- BLOCO DE TEXTO:

Em 23 de abril de 1985 a manchete de primeira página do Jornal do Brasil estampa: “as massas que se despediram de Tancredo foram mais numerosas do que as que, em 1954, deram adeus a Getúlio Vargas”. Guardadas as devidas proporções, nunca se viu em Brasília o Eixo Monumental com tanta gente após a passagem do cortejo. O afluxo de pessoas às ruas, mostra em que medida sua morte abalou o país. Um drama acompanhado com apreensão por todos os brasileiros.
O filme O Paciente - o caso Tancredo Neves, de Sérgio Rezende, tem o mérito de nos relançar neste episódio marcante, e procura esmiuçar esses dias aos olhos dos boletins médicos publicados pelo pesquisador e médico espanhol Luís Mir que, passados 25 anos do acontecimento, teve o tempo e distância suficientes para conseguir o consentimento de toda família. Naquele ano de 2010, Tancredo completaria 100 anos. Não passou dos 75, quando sua trajetória política foi interrompida numa sucessão de equívocos médicos e indecisões familiares. Mesmo vítima, não podemos deixar de lembrar que o próprio paciente escondeu seu quadro clínico: tomava antibióticos escondido, ministrado por um farmacêutico de São João del-Rei para mascarar sua dor contínua.
Quando desvendamos os detalhes da gravidade de seu problema, o sentimento que sobressai não é o de pena, mas de raiva misturada com indignação. Se seu projeto de governar o país era algo tão grandioso, por que o eleito presidente não se tratou de forma adequada no tempo necessário para garantir sua atuação, ao menos, ao longo do mandato? No entanto, o que vemos nesta obra, descrita pelos produtores como um “thriller médico”, é uma ideia fixa de um futuro presidente e todos que o cercam para garantir o momento da posse, a tão almejada faixa presidencial. Uma vaidade que se derrama em tudo e todos. Quase um certo deslumbramento. Frases de efeito são evocadas citando Napoleão e Lincoln. Quando o personagem de Tancredo (Othon Bastos) fala num dado momento: “eu não merecia isso”, temos a impressão de que este é um enigma sem resposta.

- DADOS APRESENTADOS:
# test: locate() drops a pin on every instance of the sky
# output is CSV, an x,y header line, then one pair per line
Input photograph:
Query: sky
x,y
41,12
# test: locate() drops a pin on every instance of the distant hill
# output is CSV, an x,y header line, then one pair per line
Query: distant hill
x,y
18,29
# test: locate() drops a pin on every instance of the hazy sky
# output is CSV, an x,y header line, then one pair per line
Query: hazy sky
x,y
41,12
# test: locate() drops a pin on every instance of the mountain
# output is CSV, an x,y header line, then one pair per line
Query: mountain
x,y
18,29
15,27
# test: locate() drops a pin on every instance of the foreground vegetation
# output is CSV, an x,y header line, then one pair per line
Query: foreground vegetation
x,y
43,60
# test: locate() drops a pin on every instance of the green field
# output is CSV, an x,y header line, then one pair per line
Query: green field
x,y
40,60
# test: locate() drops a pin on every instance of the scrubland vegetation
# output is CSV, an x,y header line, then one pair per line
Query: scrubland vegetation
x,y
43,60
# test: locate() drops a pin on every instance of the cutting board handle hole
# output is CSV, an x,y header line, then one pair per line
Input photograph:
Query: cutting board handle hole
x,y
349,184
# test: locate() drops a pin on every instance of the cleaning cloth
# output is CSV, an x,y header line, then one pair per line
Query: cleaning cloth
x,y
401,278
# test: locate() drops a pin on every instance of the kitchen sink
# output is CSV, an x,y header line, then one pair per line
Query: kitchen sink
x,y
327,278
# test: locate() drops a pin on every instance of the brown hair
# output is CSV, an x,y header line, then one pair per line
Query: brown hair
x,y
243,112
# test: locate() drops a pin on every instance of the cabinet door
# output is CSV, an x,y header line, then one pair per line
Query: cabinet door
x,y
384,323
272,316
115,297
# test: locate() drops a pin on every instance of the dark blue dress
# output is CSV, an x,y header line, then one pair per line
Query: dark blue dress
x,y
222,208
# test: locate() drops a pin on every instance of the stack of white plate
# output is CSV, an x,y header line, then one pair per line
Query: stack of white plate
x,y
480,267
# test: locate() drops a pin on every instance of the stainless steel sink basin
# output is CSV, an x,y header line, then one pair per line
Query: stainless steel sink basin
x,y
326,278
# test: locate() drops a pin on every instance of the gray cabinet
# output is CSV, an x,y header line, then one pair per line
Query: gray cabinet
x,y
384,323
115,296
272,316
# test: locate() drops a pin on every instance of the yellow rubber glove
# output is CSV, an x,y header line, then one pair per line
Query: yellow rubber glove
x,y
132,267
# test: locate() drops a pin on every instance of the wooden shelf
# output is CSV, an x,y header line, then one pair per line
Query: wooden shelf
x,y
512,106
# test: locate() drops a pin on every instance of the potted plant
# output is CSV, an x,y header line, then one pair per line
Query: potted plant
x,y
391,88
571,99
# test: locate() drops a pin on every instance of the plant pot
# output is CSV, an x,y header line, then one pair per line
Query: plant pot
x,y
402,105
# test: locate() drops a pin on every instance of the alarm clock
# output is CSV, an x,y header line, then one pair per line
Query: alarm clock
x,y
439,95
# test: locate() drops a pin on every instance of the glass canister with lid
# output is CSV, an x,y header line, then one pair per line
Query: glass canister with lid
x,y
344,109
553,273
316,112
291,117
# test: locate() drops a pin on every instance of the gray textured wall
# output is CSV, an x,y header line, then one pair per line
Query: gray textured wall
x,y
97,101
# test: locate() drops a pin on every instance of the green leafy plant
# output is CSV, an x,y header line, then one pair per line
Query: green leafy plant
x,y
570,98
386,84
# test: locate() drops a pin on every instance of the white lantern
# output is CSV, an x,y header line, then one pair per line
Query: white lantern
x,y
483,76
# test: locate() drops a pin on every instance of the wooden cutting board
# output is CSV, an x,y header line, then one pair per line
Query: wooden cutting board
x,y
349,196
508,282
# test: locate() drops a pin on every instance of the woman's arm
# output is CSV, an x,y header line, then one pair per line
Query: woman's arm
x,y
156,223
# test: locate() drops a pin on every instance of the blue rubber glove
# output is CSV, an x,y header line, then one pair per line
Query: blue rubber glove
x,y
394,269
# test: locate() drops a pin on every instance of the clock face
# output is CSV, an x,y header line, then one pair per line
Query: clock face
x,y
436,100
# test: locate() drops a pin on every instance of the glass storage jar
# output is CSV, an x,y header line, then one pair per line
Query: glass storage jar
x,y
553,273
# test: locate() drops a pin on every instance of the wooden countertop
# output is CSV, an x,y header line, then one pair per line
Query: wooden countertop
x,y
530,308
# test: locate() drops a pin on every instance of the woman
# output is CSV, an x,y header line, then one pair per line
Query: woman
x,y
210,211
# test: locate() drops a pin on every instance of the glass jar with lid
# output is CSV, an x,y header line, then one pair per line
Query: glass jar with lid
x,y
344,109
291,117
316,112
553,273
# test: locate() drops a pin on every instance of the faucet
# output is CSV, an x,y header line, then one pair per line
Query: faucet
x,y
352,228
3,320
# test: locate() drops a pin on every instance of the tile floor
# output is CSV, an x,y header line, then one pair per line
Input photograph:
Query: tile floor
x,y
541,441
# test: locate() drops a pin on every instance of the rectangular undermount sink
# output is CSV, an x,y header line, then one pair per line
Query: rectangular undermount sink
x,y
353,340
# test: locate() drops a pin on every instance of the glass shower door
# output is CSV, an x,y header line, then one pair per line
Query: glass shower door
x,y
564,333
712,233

- PARTES DO EXERCÍCIO:
**1.** No texto sobre o filme O Paciente, qual ator interpreta o personagem de Tancredo?
**2.** Reproduza do texto sobre o filme O Paciente tudo o que vai de “Em 23 de abril” até “todos os brasileiros.”.

- LISTA DE RESPOSTAS:
**1.** Othon Bastos.

**2.**
Em 23 de abril de 1985 a manchete de primeira página do Jornal do Brasil estampa: “as massas que se despediram de Tancredo foram mais numerosas do que as que, em 1954, deram adeus a Getúlio Vargas”. Guardadas as devidas proporções, nunca se viu em Brasília o Eixo Monumental com tanta gente após a passagem do cortejo. O afluxo de pessoas às ruas, mostra em que medida sua morte abalou o país. Um drama acompanhado com apreensão por todos os brasileiros.